**EXTRAIT FOURNI**.
==============================

Au-delà de toute peur…
Une première écoute, une amorce de confiance : il suffit parfois de ce peu pour traverser l’échec de la nuit et retrouver l’élan qui donne d’avancer, une fois encore, en eaux profondes, en ces espaces parfois infructueux qui laminent notre espérance. Thérèse d’Avila y discerne « un effet de la grâce de Dieu qui donne le courage de décider à poursuivre, avec une détermination énergique, la conquête d’un si grand bien » (Vie 11,4). Et il importe de poser les gestes habituels, sans se lasser, sans y croire vraiment, peut-être… Or contre toute attente, l’inespéré se produit alors : c’est le débordement du don, l’irruption de l’inattendu, l’événement tellement inouï, au-delà de la mesure prévue… Et la peur s’empare de nos consciences : nous nous jugeons impropres à une grâce si excessive, parce toute maîtrise nous échappe. « Seigneur, éloigne-toi de moi, car je suis un homme pêcheur. » Celui qui a tant donné semble nous terrifier, sans doute parce que le soupçon nous habite encore : il pourrait se raviser et reprendre ce don… Thérèse d’Avila approche avec finesse les ressorts de cette peur :
« Nous ne sommes plus à nous mais à Dieu. Là, nous sommes près de lui, le Maître, car, n’en doutons pas, il est près de nous. (…) Si nous voulons jouir de la liberté d’esprit et ne point vivre sans cesse au milieu des angoisses, commençons par ne point redouter la croix » (Vie 11,13-18).

==============================

**CONSIGNE**. Résumez en quelques phrases, s'il vous plaît, le paragraphe de l'extrait qui commence par « Une première écoute, une amorce de confiance », en gardant ses idées principales. Les lignes ci-dessous proviennent d'une autre source que l'extrait.

**MATÉRIEL FOURNI**.
==============================

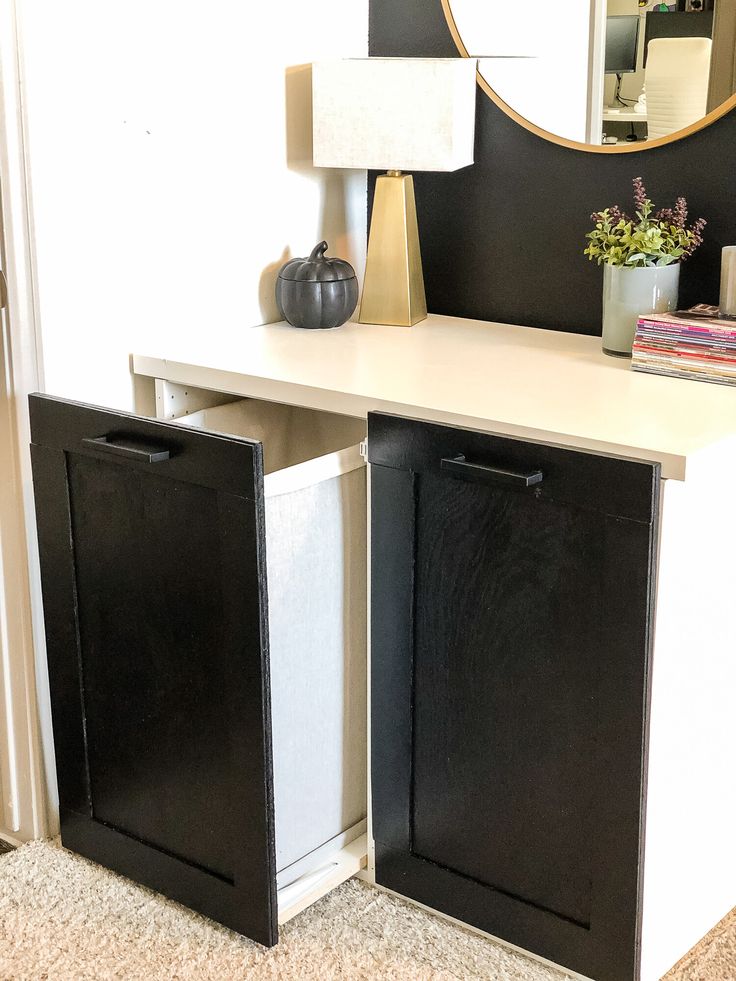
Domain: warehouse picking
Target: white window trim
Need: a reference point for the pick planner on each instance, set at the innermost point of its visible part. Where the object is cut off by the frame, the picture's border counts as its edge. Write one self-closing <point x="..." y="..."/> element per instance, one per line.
<point x="27" y="783"/>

==============================

**RÉPONSE ATTENDUE**. Un peu d'écoute et de confiance suffit parfois pour surmonter l'échec de la nuit et repartir en eaux profondes, malgré les espaces infructueux qui usent l'espérance. Thérèse d'Avila y voit un effet de la grâce de Dieu qui donne le courage de poursuivre. Il faut reprendre les gestes habituels sans se lasser, même sans vraiment y croire. Quand l'inespéré survient, au-delà de toute mesure, la peur nous saisit : nous nous jugeons indignes d'une grâce si excessive, qui échappe à notre maîtrise, comme le dit la parole « Seigneur, éloigne-toi de moi ». Cette peur vient sans doute du soupçon que celui qui a donné pourrait reprendre son don, et Thérèse d'Avila en analyse finement les ressorts.